EXCERPTED RECORDS –

** begin **

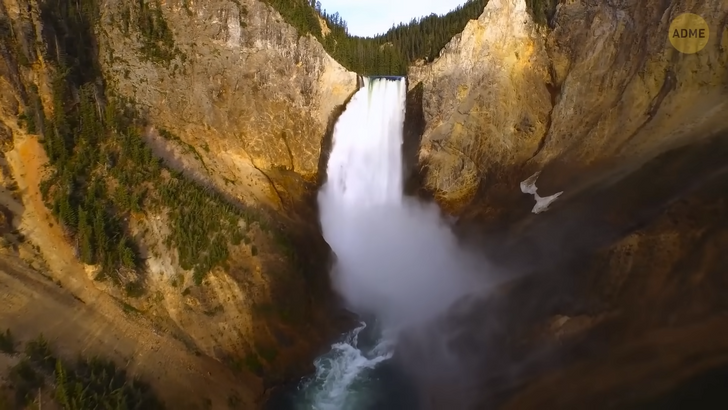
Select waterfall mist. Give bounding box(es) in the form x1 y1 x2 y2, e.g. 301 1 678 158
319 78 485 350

** end **
** begin **

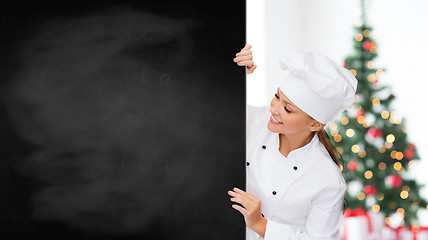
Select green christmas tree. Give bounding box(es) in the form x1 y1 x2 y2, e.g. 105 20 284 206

** end **
** begin **

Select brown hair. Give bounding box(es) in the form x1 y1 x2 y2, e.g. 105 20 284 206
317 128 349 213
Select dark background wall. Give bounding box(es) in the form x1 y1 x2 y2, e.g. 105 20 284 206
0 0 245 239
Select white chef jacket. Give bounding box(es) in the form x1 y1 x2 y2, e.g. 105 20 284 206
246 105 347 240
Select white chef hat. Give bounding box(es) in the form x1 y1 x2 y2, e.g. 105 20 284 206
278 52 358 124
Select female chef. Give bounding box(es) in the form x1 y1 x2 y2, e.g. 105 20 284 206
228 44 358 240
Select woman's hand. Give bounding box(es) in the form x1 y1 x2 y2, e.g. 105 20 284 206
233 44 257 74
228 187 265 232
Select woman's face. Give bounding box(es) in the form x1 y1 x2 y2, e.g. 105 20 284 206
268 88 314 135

** end **

Could you restate the material beginning at the line containing "Select woman's hand." and continuing through the line containing "268 88 314 135", with both lines included? Multiply every bounding-box coordinate in the answers by 2.6 and round to whole numbers, rounding halves up. Keep the requests and their sample coordinates unchanged, and return only those lines.

RESULT –
Select woman's hand. Give bounding box(es) in the form x1 y1 x2 y2, e.g. 105 20 284 206
606 114 668 192
593 486 689 603
Select woman's face. Give bounding box(es) in the form x1 y1 x2 y2, e.g. 105 20 284 206
697 229 816 351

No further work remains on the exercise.